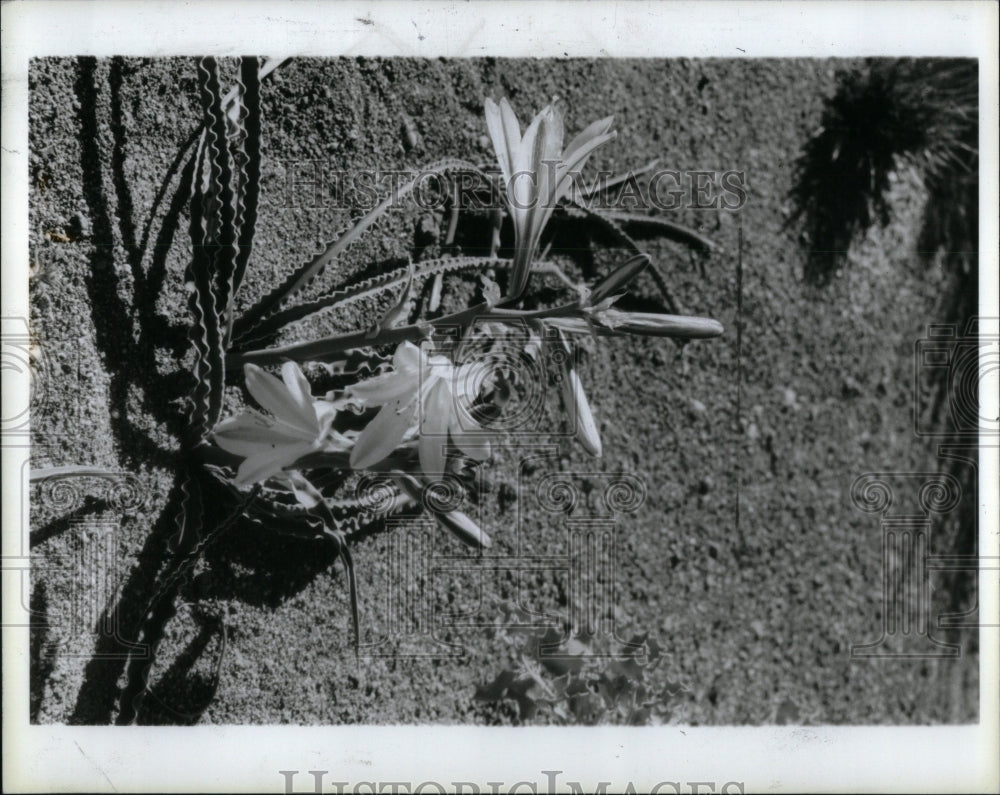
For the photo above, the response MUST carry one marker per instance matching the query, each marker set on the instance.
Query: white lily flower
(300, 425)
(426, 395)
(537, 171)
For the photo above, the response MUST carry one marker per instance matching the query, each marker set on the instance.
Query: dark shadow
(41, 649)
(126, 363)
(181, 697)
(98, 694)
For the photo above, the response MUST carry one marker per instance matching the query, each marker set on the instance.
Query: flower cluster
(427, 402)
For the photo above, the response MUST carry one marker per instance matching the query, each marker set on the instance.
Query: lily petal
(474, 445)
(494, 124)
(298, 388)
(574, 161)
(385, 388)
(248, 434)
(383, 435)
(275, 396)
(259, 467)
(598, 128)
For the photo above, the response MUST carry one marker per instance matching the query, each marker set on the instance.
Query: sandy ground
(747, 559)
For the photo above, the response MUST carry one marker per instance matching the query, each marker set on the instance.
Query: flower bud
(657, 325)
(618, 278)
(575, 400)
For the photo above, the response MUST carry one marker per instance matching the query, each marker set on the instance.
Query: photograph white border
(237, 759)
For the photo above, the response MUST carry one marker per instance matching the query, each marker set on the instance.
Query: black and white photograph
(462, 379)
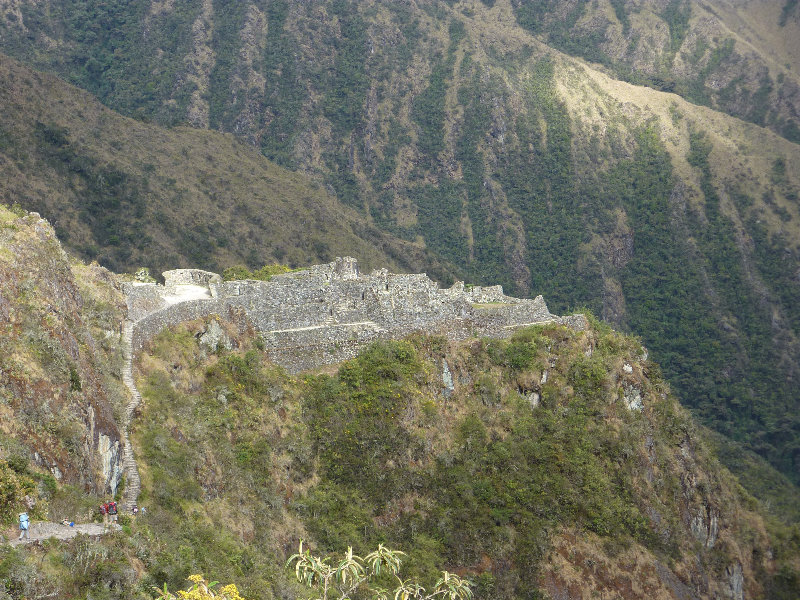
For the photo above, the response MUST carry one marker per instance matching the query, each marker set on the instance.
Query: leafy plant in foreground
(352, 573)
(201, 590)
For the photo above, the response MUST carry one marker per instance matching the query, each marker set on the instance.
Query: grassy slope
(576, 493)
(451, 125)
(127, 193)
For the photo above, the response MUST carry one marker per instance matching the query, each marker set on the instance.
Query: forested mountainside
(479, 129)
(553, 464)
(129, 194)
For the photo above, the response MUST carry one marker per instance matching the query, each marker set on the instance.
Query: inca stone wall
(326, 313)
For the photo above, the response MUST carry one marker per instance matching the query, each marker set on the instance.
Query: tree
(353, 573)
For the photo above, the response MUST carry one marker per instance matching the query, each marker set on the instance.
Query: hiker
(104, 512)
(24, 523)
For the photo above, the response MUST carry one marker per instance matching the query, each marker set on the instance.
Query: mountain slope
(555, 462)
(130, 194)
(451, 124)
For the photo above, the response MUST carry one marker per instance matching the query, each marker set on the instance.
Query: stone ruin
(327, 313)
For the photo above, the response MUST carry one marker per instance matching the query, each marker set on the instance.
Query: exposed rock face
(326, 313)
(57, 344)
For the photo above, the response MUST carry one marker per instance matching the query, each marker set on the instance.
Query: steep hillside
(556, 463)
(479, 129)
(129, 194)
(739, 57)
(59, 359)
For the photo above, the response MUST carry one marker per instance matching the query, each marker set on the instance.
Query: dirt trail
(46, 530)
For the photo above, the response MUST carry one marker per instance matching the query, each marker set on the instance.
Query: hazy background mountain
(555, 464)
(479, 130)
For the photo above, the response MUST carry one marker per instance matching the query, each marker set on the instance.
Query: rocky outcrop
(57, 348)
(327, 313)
────────────────────
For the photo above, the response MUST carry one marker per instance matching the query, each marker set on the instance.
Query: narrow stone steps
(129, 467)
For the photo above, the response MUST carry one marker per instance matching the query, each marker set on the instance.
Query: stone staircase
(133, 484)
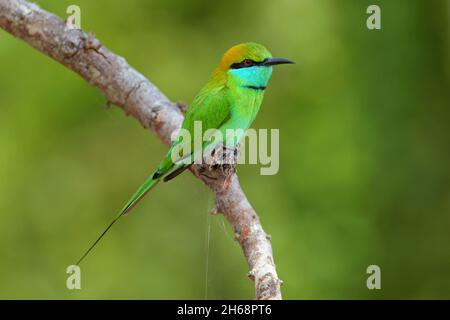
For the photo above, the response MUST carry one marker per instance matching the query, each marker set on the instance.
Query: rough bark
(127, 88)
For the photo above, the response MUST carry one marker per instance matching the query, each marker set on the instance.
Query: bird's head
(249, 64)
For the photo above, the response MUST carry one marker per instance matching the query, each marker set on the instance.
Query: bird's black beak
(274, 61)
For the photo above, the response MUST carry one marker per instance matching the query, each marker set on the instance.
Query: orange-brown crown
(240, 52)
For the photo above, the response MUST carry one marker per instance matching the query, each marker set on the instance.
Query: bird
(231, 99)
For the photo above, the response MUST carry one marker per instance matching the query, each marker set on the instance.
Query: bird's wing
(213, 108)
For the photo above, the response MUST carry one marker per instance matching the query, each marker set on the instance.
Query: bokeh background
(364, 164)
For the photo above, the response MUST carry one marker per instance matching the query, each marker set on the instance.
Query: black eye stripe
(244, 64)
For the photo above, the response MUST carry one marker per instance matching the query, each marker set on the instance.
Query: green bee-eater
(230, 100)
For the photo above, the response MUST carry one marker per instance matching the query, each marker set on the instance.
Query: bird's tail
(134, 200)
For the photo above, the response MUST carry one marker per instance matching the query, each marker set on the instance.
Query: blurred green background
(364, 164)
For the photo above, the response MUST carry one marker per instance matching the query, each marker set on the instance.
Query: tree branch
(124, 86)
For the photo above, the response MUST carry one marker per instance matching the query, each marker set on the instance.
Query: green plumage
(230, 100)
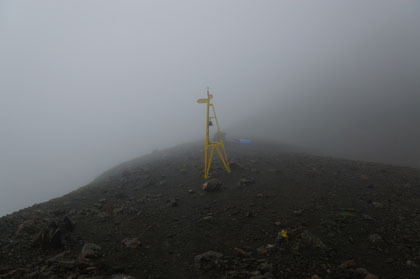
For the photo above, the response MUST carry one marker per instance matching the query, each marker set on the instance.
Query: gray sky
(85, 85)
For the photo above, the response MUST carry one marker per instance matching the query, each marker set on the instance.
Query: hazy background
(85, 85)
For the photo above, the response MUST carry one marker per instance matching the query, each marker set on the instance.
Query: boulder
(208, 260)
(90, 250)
────────────────────
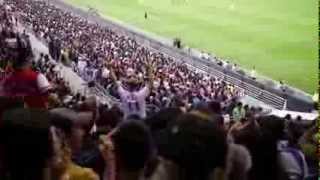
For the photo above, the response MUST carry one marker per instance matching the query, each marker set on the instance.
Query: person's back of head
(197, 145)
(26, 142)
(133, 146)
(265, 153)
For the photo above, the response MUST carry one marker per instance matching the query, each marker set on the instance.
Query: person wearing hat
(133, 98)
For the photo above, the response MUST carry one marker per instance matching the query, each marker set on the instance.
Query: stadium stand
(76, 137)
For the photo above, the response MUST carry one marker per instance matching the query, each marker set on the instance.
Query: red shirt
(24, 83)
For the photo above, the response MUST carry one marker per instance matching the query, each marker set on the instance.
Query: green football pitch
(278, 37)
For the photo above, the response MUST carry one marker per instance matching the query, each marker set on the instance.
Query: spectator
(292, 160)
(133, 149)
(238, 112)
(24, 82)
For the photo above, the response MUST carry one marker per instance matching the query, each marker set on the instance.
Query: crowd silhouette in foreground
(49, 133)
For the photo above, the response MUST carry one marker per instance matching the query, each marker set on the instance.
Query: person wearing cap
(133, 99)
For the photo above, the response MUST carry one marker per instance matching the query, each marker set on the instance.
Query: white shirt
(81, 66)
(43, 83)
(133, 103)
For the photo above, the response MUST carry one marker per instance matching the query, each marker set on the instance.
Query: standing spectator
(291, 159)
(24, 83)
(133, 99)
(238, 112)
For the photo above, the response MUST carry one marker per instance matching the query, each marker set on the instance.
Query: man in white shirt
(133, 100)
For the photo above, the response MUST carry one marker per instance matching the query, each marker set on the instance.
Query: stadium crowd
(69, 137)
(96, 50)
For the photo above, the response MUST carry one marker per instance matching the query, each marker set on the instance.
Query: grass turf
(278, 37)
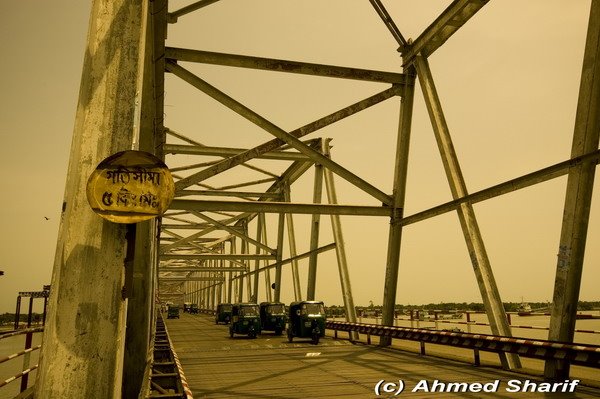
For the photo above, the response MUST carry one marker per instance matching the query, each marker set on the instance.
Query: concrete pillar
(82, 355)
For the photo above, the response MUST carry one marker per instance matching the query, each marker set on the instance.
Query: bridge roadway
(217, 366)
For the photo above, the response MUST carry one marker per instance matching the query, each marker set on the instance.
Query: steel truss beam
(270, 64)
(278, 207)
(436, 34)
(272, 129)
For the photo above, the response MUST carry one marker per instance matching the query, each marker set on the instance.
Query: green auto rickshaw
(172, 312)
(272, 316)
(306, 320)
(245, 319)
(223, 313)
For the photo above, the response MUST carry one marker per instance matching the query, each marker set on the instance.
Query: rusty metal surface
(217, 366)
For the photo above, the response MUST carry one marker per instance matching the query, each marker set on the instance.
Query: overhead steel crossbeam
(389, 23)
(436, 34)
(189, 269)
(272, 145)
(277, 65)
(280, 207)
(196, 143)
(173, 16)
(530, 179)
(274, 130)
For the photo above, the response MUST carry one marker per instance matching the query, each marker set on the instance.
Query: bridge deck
────────────────────
• _EXERCISE DESCRIPTION_
Return only the part of the records above that opens with the line containing "Query: concrete pillar" and closes with the line containing "Query: bridge deck", ends included.

• _ANSWER SECTION_
Query: concrete pillar
(82, 355)
For the photo above, the response MUST carry one marker per instance matching the query, each marker set on the instance.
Query: bridge roadway
(217, 366)
For the photo above, the response MUST carry one marker per instance matching the query, each marker set on the instance.
Query: steel truss beam
(270, 64)
(278, 207)
(436, 34)
(272, 129)
For the photo above, the response MUST carry one marker per instance matching the query, each marker set on the instance.
Query: green auto rickshaw
(172, 312)
(272, 316)
(306, 320)
(245, 319)
(223, 313)
For the photo above, the response MUST carry one marker per instance matching the query, each marker set on the instance.
Query: rusty metal surface
(217, 366)
For the photo above, the response MUST carry one marker per instance matching the query, each marker set on the instance.
Query: overhead steel crossbeam
(389, 23)
(436, 34)
(189, 269)
(272, 145)
(277, 65)
(280, 207)
(196, 143)
(173, 16)
(530, 179)
(274, 130)
For the photo above, the response MUST carry one marker per instance matching the query, each marker set on the instance.
Query: bridge deck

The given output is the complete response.